Every line below between the one holding "One pin marks each instance of the stone column." and the one holding "One pin marks each instance of the carved", inclusive, should be copied exactly, and no other line.

..........

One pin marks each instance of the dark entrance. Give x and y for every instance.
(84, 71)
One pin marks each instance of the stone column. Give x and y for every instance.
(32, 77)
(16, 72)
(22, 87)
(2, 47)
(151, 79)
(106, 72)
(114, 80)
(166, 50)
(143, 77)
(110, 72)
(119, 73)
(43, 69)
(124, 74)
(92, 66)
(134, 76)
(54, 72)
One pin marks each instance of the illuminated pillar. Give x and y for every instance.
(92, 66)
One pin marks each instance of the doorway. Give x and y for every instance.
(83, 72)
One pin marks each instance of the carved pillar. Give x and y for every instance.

..........

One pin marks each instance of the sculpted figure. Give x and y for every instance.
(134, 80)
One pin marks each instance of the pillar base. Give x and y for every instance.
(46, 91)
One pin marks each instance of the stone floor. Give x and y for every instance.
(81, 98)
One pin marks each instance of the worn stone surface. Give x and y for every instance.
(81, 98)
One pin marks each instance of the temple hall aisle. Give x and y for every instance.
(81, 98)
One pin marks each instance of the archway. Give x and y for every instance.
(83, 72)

..........

## Answer to this problem
One pin marks each instance of the stone column. Give x and y for every instance.
(32, 77)
(16, 72)
(22, 87)
(2, 47)
(151, 79)
(106, 72)
(114, 80)
(166, 50)
(143, 77)
(110, 72)
(119, 73)
(43, 69)
(124, 74)
(92, 66)
(134, 76)
(54, 72)
One pin marks each instance of the illuminated pillar. Give x and y for every instance.
(92, 66)
One pin marks each instance of the doorway. Give x and y for every instance.
(83, 72)
One pin marks each instance of the carved pillar. Give x and y for every instance.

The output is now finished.